### SET EXERCISE 1
Copy out the whole piece on the Syrian refugee crisis word for word.

### EXTRACT TO READ
● ● ● ● ●

Italian Coast Guard officers and holiday-makers help migrants to get off a boat near Siracusa, Italy.
Over 900 migrants drowned in April in what may have been the deadliest incident ever for refugees attempting to arrive in Europe. Yet this tragedy reflects only a tiny percentage of the massive suffering caused by the Syrian refugee crisis, which has displaced millions and completely overwhelmed foreign aid budgets.
In mid-April, a boat overloaded with refugees capsized in the Mediterranean, north of Libya. The Italian coast guard only succeeded in rescuing a few dozen of the drowning victims. Though only a portion of the deceased had fled Syria, the disaster brought renewed attention to a humanitarian emergency on a scale so staggering it’s difficult to comprehend.
Based on April 14 figures provided by UNHCR, the U.N. refugee agency, there are 3,977,538 registered Syrian refugees in Egypt, Iraq, Jordan, Turkey and North Africa, with an additional 11,319 awaiting registration. Over half of the refugees are women, and over 25 percent are under the age of 18.

● ● ● ● ●

### EXERCISE DATA
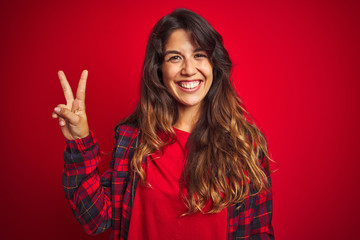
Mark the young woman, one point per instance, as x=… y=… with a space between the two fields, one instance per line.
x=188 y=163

● ● ● ● ●

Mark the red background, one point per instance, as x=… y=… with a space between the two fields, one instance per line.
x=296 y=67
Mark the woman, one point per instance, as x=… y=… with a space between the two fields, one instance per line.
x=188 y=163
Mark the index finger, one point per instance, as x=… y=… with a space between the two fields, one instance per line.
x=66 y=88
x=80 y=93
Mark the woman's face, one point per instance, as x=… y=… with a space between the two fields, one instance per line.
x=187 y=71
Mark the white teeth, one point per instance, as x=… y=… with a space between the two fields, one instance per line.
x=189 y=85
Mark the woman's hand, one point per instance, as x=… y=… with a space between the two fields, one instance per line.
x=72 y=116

● ● ● ● ●

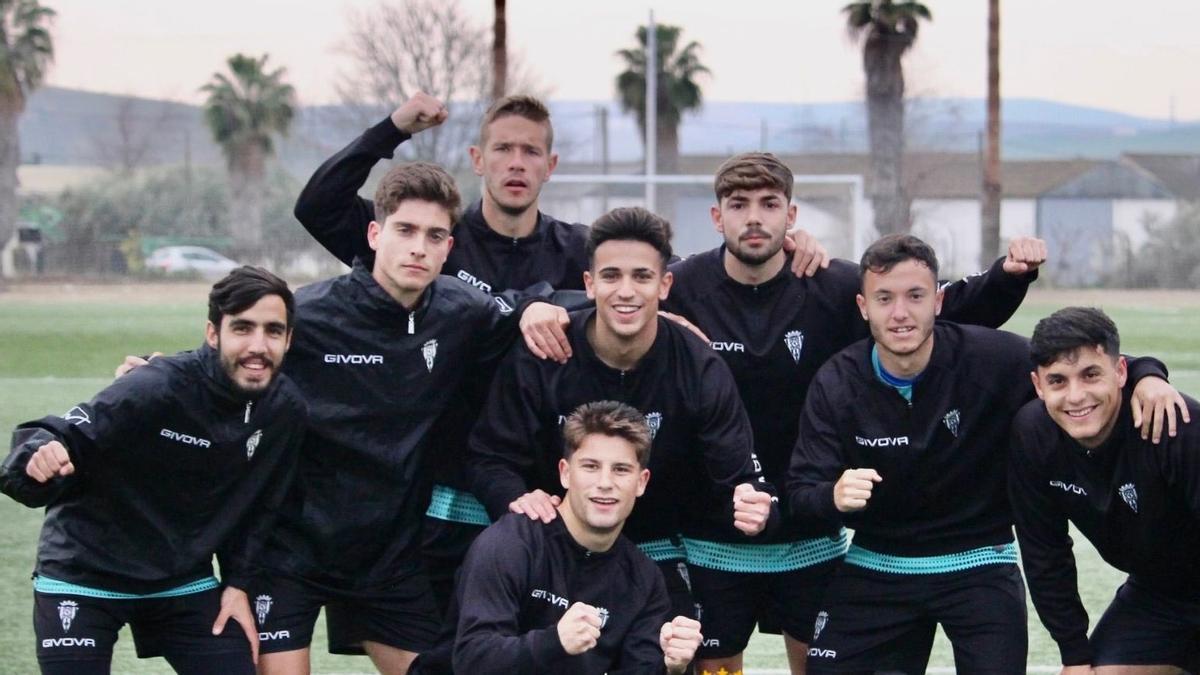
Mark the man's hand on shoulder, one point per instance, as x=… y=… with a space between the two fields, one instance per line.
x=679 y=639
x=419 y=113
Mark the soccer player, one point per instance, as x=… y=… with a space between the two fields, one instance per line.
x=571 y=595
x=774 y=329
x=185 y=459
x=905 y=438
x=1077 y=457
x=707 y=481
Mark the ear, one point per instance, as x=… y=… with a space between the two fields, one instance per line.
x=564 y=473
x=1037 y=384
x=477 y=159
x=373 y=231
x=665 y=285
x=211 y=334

● ● ● ● ●

### SET EXERCISE 2
Rewrite only the part of the records that opens with the line containing "Mark the man's" and closes with the line containing "x=707 y=481", both lines included and the requests kept. Scale every coordinate in the answers by 0.8, rounding to whole numbers with halves rounded up.

### TASK SOLUTION 1
Italian Coast Guard officers and holiday-makers help migrants to get off a boat near Siracusa, Italy.
Over 900 migrants drowned in April in what may have been the deadliest incident ever for refugees attempting to arrive in Europe. Yet this tragedy reflects only a tiny percentage of the massive suffering caused by the Syrian refugee crisis, which has displaced millions and completely overwhelmed foreign aid budgets.
In mid-April, a boat overloaded with refugees capsized in the Mediterranean, north of Libya. The Italian coast guard only succeeded in rescuing a few dozen of the drowning victims. Though only a portion of the deceased had fled Syria, the disaster brought renewed attention to a humanitarian emergency on a scale so staggering it’s difficult to comprehend.
Based on April 14 figures provided by UNHCR, the U.N. refugee agency, there are 3,977,538 registered Syrian refugees in Egypt, Iraq, Jordan, Turkey and North Africa, with an additional 11,319 awaiting registration. Over half of the refugees are women, and over 25 percent are under the age of 18.

### TASK SOLUTION 2
Mark the man's hand on shoulder, one point per instance, as x=… y=… with a space between the two fields, one instance per line.
x=543 y=511
x=335 y=90
Mark the soccer player, one point per instance, as x=… y=… with a space between the two fields, one instance per line.
x=457 y=476
x=619 y=263
x=148 y=367
x=724 y=350
x=862 y=366
x=566 y=385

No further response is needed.